### [TASK TO COMPLETE]
Could you edit these lines so that "yellow wheel loader" reads "orange excavator" instead, with nothing else changed?

* START SOURCE RECORDS *

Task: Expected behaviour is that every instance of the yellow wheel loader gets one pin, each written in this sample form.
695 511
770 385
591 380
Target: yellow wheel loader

* END SOURCE RECORDS *

### [SOLVED PROBLEM]
Task: Expected behaviour is that every instance of the orange excavator gets one pin, each written in this sample form.
695 511
770 385
591 380
Target: orange excavator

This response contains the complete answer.